Set task – Please put the lines of the entries below into a JSON list of strings, one string per line and no blank lines. Include only the part that opens with the line containing "doorway opening -> outline each instance" and runs through the end of the entries, both ends included.

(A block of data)
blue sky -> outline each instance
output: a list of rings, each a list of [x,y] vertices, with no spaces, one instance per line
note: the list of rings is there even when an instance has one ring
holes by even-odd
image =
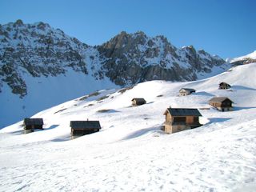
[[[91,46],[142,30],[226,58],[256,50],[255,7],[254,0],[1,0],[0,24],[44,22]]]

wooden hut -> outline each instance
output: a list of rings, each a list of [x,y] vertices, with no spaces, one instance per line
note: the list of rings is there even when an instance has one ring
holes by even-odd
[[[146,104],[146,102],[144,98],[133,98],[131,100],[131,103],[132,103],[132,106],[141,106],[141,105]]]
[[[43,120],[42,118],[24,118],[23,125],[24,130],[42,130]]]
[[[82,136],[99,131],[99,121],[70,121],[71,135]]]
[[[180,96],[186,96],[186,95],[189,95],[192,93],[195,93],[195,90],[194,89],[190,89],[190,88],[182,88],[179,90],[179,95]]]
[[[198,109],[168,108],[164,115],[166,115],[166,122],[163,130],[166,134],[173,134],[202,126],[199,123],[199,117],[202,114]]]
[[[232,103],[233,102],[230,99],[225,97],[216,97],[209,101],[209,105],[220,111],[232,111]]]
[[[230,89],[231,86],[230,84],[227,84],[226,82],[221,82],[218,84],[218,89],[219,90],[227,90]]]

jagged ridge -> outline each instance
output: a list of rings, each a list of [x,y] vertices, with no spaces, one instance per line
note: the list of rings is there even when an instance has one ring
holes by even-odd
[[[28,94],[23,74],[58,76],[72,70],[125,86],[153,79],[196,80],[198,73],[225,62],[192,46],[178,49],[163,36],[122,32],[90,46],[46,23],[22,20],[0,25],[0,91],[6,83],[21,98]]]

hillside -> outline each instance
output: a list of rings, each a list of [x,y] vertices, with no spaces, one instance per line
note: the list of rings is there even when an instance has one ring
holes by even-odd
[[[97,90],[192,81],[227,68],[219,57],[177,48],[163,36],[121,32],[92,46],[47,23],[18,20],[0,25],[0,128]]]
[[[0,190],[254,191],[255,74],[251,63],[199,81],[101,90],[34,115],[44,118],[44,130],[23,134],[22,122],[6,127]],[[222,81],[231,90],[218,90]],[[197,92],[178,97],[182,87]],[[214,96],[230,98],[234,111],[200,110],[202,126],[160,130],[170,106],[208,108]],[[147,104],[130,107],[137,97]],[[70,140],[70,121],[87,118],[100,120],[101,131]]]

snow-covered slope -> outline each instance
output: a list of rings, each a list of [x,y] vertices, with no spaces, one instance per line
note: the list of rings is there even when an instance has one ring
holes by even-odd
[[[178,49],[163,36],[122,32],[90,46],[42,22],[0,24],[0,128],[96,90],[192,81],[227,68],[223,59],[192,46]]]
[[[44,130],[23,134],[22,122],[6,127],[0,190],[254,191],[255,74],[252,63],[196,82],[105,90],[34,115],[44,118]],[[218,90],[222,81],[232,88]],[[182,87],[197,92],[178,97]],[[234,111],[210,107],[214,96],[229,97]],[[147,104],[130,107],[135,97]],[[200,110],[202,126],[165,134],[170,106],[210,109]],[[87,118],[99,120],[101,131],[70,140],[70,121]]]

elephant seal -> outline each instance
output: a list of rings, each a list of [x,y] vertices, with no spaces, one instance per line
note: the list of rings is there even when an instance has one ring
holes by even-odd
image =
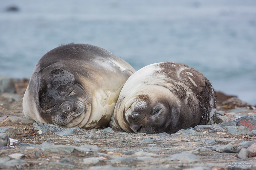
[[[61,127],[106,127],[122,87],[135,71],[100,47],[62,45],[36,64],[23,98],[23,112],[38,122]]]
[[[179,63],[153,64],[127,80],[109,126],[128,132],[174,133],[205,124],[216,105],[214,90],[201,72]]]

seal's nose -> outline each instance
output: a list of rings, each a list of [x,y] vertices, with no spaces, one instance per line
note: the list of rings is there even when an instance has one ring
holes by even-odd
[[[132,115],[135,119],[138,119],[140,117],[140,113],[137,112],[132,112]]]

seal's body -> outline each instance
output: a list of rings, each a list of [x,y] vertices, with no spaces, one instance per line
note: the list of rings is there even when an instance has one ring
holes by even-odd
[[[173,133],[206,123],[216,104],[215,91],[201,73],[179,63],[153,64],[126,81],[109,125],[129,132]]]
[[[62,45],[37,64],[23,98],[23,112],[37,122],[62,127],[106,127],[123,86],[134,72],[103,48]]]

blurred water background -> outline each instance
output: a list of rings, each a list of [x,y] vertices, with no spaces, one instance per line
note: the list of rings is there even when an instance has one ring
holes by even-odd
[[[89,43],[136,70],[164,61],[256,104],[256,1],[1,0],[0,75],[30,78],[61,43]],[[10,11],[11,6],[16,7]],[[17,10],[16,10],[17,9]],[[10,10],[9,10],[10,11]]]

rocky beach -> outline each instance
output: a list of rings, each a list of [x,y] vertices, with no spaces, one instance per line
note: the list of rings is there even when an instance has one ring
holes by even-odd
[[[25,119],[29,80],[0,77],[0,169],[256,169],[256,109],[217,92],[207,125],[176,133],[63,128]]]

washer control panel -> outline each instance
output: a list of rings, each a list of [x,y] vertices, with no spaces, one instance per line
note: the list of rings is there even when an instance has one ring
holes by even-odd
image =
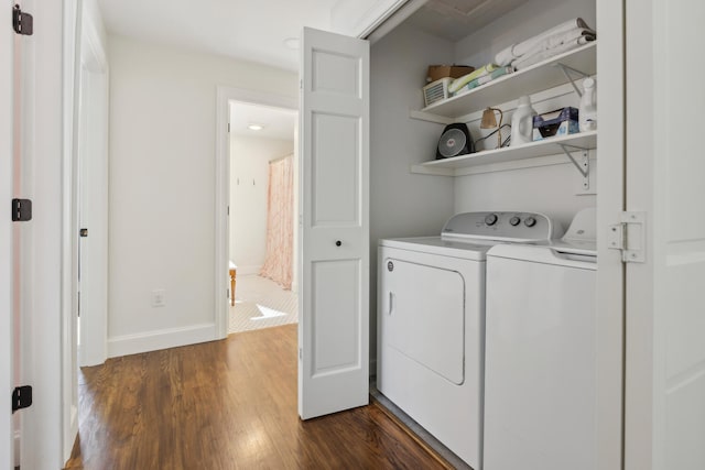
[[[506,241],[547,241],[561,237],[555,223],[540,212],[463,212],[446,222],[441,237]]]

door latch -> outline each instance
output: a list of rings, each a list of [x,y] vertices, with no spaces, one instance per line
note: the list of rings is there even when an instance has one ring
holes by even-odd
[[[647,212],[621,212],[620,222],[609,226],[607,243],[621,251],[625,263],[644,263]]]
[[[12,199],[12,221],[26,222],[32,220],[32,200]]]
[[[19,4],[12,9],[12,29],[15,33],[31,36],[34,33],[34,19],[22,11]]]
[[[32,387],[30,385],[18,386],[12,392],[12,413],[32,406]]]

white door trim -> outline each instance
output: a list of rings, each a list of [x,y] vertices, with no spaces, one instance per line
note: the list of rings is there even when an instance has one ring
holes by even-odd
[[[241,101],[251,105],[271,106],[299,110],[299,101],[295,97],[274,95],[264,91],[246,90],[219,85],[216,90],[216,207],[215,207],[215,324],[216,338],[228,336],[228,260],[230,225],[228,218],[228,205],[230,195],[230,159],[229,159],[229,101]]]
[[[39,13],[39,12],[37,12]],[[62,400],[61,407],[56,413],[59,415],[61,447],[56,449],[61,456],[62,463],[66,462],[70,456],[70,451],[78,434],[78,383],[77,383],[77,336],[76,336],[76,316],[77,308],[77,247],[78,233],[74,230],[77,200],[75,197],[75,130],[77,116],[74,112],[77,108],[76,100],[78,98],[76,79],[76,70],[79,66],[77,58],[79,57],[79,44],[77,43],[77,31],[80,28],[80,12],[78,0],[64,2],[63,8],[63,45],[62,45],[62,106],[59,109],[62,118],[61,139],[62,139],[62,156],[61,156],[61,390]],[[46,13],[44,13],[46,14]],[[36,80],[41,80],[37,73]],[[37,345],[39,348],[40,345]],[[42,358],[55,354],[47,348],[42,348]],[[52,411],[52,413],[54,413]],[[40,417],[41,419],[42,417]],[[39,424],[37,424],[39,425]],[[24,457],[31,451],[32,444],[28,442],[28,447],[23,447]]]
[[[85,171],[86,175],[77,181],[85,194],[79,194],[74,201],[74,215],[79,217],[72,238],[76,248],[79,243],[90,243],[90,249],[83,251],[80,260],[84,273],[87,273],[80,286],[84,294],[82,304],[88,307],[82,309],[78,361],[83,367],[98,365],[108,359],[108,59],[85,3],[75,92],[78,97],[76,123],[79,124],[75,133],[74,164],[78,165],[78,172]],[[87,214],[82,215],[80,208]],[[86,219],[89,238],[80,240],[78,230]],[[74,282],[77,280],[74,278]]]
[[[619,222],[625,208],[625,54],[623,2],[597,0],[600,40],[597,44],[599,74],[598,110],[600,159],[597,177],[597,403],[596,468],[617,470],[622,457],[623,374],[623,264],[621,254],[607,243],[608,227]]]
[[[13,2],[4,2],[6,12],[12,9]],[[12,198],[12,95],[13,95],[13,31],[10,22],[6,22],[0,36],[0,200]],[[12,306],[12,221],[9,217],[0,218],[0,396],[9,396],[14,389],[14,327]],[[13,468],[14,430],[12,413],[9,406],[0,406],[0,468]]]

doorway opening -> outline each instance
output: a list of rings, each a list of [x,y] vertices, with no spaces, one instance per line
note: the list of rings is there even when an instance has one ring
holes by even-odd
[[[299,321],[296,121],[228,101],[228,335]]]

Full answer –
[
  "doorway opening -> outline each instance",
  "output: a list of rings, each a list of [x,y] vertices, with no spaces, one instance per line",
  "note: the list of rings is there even when an instance has one ring",
  "holes by even-odd",
  "[[[299,321],[296,121],[228,101],[228,335]]]"
]